(Labeled point records)
++++++++++++++++++++

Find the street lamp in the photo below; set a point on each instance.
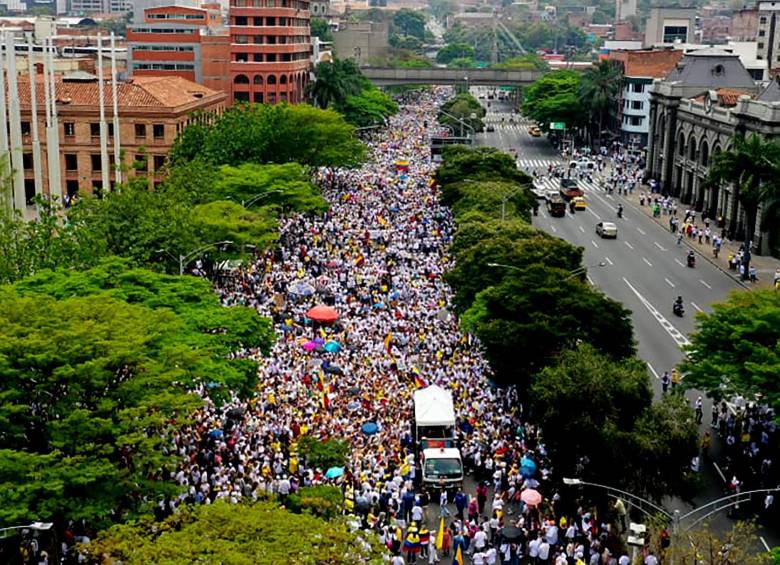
(675, 517)
(182, 259)
(246, 203)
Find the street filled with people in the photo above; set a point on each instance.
(375, 261)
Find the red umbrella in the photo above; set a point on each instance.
(531, 497)
(323, 314)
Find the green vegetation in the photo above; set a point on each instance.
(97, 367)
(735, 350)
(239, 534)
(340, 85)
(463, 113)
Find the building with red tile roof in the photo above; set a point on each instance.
(152, 111)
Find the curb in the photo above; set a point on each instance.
(697, 251)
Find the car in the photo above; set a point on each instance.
(606, 229)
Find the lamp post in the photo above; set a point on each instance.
(675, 517)
(576, 272)
(182, 259)
(258, 197)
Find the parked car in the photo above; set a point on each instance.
(606, 229)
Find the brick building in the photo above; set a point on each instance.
(185, 41)
(152, 111)
(270, 51)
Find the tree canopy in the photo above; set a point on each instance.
(240, 534)
(97, 367)
(280, 133)
(735, 350)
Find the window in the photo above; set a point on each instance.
(675, 33)
(71, 162)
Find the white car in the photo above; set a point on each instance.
(606, 229)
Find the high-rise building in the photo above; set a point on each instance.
(270, 50)
(178, 40)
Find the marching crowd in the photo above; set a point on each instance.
(377, 257)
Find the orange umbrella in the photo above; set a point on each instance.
(323, 314)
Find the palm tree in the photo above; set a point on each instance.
(334, 81)
(752, 165)
(599, 90)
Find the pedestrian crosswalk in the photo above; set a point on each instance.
(547, 183)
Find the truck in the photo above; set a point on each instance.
(435, 440)
(570, 189)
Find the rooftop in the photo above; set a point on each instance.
(152, 93)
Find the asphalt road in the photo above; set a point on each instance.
(644, 269)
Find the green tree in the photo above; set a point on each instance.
(334, 81)
(410, 22)
(753, 165)
(239, 534)
(735, 350)
(599, 89)
(321, 28)
(454, 51)
(537, 312)
(92, 382)
(472, 271)
(554, 98)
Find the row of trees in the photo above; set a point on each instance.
(341, 86)
(523, 293)
(585, 100)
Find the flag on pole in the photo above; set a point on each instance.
(440, 535)
(458, 557)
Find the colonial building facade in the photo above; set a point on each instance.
(694, 114)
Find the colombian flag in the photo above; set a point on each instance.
(458, 557)
(440, 535)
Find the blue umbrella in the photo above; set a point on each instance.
(333, 347)
(527, 467)
(370, 428)
(334, 472)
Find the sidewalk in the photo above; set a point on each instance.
(765, 264)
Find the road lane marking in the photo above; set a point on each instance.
(673, 332)
(649, 366)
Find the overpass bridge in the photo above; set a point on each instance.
(386, 76)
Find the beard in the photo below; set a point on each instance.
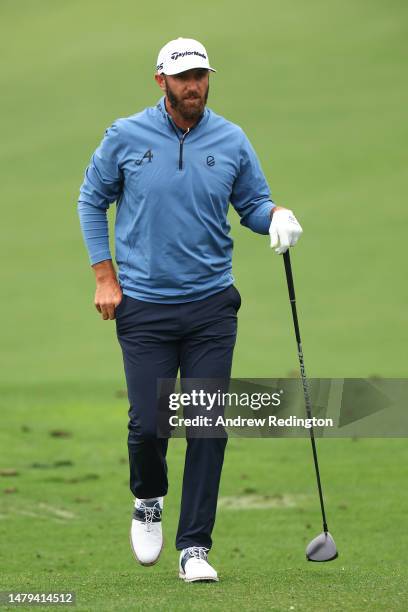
(190, 107)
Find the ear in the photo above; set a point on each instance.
(159, 78)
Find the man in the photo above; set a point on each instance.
(173, 169)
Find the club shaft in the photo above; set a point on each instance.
(306, 392)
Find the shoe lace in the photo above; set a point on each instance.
(150, 513)
(199, 552)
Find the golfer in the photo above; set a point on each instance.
(173, 169)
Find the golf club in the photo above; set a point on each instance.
(323, 547)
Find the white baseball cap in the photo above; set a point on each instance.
(180, 55)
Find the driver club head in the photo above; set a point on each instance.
(322, 548)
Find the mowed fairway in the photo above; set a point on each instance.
(320, 88)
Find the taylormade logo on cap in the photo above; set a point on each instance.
(182, 54)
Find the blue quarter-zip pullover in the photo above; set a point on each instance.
(172, 189)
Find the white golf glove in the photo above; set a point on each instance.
(284, 230)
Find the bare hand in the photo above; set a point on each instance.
(108, 295)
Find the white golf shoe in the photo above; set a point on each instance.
(146, 537)
(194, 567)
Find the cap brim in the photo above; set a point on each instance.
(186, 66)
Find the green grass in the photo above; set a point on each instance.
(320, 88)
(66, 525)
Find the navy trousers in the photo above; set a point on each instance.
(158, 340)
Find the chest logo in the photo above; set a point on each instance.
(148, 155)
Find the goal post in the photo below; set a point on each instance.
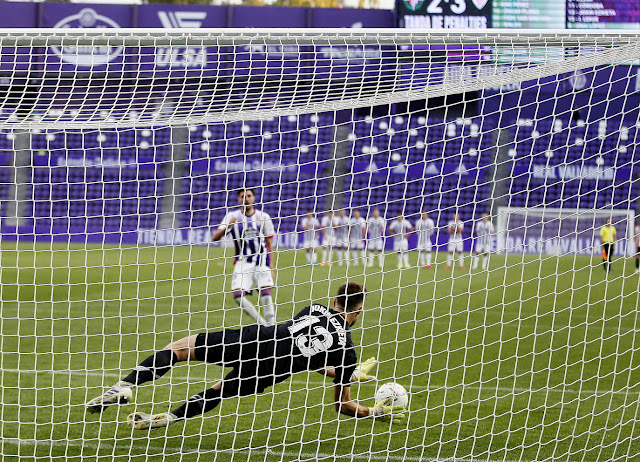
(122, 151)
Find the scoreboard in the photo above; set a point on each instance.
(519, 14)
(603, 14)
(528, 14)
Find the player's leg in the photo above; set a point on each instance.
(242, 282)
(264, 281)
(213, 348)
(485, 260)
(152, 368)
(307, 253)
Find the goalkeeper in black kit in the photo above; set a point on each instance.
(316, 339)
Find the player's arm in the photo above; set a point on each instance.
(223, 229)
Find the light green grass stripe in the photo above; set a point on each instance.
(320, 383)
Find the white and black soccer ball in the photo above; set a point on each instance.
(395, 390)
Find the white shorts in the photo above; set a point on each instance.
(356, 245)
(375, 244)
(455, 246)
(402, 246)
(310, 244)
(328, 242)
(249, 276)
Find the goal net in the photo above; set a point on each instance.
(119, 164)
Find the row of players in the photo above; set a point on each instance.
(355, 234)
(252, 232)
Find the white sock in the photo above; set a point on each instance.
(268, 309)
(248, 308)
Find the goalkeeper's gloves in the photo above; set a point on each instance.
(385, 411)
(361, 374)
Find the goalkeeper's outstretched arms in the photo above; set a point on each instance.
(382, 410)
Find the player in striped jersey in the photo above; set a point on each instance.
(425, 228)
(400, 228)
(310, 226)
(356, 237)
(252, 233)
(484, 235)
(375, 230)
(456, 243)
(342, 237)
(329, 223)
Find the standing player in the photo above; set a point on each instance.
(310, 226)
(608, 239)
(400, 228)
(252, 232)
(455, 245)
(316, 339)
(375, 228)
(342, 236)
(484, 235)
(356, 237)
(425, 228)
(329, 224)
(636, 239)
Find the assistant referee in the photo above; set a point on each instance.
(608, 239)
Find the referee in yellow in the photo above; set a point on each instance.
(608, 239)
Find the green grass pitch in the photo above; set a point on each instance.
(535, 359)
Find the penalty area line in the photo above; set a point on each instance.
(265, 453)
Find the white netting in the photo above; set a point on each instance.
(513, 342)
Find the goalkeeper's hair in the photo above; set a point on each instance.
(350, 296)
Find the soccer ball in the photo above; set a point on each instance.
(395, 390)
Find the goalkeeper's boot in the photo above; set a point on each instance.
(144, 421)
(117, 394)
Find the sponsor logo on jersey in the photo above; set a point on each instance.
(87, 55)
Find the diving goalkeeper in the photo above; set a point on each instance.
(317, 339)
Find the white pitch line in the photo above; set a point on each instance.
(319, 384)
(259, 452)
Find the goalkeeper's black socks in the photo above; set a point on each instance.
(154, 367)
(199, 404)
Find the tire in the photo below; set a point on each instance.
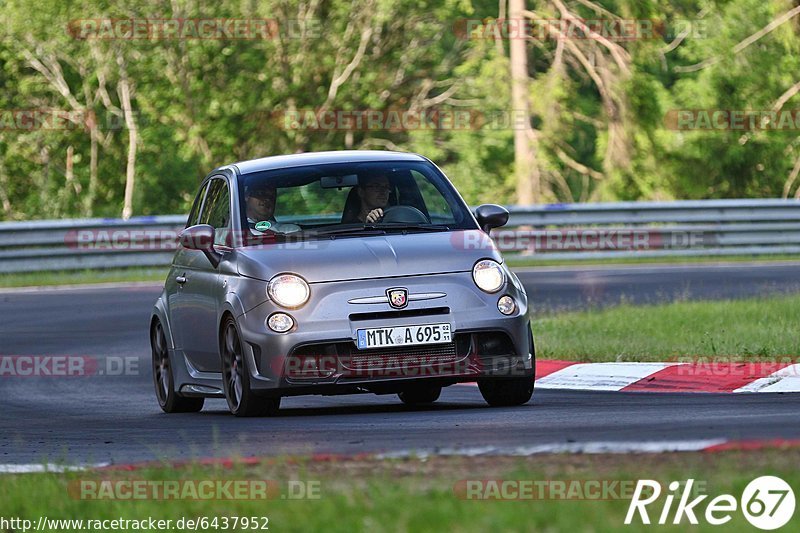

++++++++++++++++++++

■ Set exercise ■
Locate every line in the entries above that contains the string "umbrella" and copy each of those lines. Case counts.

■ Complete response ■
Find the red umbrella in the photo above; set a point on each instance.
Find the orange umbrella in the photo above; set a point on each instance.
Find the blue umbrella in the photo above; set a point on each instance.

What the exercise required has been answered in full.